Exercise directions - Below are the entries; return exactly the line with "Task: place one point on each instance of the staircase" and every later line, without anything else.

[Dataset entries]

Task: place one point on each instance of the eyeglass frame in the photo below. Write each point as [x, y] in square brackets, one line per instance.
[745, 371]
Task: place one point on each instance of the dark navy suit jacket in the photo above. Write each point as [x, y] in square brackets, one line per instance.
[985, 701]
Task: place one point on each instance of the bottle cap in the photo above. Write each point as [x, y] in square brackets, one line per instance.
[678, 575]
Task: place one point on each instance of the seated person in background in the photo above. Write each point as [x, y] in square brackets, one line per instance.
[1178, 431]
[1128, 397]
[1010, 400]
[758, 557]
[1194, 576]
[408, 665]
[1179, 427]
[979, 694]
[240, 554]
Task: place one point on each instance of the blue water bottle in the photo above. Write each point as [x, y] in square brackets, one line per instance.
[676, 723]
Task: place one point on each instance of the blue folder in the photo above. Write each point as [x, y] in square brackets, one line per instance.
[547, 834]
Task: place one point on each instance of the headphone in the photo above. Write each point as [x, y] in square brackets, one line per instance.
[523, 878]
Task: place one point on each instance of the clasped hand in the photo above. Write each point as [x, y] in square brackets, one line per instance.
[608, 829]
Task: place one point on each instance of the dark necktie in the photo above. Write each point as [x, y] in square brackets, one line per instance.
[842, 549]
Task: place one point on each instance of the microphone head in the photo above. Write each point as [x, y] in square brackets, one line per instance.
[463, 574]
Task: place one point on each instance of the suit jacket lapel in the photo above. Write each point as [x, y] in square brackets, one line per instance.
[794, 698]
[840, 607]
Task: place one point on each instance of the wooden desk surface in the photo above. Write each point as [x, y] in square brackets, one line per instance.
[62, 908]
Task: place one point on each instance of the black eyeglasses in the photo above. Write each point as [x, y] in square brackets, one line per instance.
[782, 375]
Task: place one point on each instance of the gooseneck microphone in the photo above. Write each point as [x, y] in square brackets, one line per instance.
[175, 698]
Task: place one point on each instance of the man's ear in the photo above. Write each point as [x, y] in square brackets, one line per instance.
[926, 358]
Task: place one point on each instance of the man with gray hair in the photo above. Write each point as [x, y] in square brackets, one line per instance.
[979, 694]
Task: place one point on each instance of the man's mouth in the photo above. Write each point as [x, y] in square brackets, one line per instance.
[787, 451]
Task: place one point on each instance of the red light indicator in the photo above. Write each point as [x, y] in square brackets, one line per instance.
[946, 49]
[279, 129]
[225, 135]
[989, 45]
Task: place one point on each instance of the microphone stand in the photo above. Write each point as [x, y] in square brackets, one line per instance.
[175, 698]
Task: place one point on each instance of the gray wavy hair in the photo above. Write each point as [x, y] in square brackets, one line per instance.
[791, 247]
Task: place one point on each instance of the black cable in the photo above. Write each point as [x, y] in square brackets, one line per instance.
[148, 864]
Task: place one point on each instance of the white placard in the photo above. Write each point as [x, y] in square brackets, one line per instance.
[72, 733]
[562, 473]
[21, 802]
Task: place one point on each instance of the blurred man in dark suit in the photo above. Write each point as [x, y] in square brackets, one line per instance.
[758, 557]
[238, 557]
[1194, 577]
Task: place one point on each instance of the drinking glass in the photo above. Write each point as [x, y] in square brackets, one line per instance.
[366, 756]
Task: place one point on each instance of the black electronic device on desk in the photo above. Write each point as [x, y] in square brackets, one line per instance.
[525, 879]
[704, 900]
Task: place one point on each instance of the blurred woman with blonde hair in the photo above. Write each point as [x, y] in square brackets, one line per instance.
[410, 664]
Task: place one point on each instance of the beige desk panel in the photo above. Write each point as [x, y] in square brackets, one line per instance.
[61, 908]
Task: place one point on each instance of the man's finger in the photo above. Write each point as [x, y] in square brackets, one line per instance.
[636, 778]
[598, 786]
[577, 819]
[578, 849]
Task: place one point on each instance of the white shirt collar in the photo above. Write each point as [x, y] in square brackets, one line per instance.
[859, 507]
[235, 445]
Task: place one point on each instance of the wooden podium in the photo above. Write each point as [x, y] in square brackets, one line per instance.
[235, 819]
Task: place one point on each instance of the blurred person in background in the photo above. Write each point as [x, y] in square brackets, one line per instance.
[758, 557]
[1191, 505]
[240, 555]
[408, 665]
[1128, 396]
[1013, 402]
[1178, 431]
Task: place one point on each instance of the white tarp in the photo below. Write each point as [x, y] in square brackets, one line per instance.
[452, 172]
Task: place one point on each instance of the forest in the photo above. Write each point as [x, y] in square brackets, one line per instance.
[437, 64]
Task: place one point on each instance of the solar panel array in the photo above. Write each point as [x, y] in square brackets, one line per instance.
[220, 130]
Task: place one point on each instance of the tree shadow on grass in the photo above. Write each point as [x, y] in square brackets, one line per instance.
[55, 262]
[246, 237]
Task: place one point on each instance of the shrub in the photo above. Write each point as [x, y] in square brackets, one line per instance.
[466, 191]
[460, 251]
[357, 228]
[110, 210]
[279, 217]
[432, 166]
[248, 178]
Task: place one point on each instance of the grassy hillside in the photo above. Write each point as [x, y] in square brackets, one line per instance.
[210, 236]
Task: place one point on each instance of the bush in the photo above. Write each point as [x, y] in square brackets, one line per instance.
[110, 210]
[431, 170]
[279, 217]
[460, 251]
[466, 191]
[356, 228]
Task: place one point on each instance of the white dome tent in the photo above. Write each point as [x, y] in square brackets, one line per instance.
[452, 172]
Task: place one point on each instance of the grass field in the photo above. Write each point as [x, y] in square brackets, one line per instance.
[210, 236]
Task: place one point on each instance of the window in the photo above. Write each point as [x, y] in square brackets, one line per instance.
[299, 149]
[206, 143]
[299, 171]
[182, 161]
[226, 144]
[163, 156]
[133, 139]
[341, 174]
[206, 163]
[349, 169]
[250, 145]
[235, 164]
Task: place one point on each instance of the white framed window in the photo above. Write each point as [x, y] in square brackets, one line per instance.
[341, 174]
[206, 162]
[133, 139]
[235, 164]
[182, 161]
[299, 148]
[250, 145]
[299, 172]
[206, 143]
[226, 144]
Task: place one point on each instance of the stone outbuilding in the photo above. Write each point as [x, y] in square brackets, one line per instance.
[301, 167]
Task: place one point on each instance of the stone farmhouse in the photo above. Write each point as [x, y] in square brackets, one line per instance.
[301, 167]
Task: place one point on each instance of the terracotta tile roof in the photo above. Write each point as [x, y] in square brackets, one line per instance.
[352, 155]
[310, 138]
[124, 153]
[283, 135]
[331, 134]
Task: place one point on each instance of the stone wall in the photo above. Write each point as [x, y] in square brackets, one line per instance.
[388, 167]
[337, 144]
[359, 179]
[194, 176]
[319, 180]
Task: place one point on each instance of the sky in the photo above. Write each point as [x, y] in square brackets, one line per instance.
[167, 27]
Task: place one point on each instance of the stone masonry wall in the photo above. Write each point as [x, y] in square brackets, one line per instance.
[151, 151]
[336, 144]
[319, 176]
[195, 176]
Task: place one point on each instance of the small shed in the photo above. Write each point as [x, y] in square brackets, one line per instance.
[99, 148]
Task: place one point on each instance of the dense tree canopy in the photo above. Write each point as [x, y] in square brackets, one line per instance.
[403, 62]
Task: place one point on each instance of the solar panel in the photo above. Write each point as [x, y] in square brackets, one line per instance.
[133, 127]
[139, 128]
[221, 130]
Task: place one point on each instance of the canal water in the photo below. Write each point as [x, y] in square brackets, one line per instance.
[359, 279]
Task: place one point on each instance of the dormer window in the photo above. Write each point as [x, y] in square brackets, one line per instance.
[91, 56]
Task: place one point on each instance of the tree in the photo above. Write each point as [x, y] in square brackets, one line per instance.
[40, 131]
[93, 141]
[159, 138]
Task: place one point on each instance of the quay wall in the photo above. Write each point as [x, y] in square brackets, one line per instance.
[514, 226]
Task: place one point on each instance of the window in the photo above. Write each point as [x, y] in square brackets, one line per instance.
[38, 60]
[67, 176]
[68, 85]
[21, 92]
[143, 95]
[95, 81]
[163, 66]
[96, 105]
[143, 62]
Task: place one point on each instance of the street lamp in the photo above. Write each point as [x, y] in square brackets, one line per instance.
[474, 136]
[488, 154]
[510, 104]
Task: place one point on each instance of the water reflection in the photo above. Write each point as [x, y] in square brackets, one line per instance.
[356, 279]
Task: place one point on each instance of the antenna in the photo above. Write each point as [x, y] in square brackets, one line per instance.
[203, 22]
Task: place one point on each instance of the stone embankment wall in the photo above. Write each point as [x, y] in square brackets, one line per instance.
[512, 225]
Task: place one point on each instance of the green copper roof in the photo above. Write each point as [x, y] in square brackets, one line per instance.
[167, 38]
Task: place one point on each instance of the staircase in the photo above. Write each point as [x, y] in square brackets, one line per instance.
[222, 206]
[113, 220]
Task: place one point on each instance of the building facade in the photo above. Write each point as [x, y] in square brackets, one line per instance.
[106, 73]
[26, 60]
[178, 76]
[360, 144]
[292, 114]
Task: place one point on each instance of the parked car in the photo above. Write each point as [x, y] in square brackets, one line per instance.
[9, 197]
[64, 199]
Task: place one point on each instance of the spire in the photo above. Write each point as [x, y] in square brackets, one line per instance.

Solution to the exercise -
Task: place one point on each instance of the staircase in the photo above. Write each point as [x, y] in square brackets, one line per instance.
[222, 206]
[113, 220]
Task: place one point on each instance of the building facade in the photo above. Write each point as [x, y] in square brackets, one line per instance.
[106, 73]
[26, 60]
[178, 76]
[360, 144]
[292, 114]
Task: place one point on each instance of the parked car in the photo above. Write each point as [x, y] in square brackets, one line per instance.
[9, 197]
[64, 199]
Task: place one point on each instance of the spire in the photo above. Write each point as [x, y] in square brackets, one line per instance.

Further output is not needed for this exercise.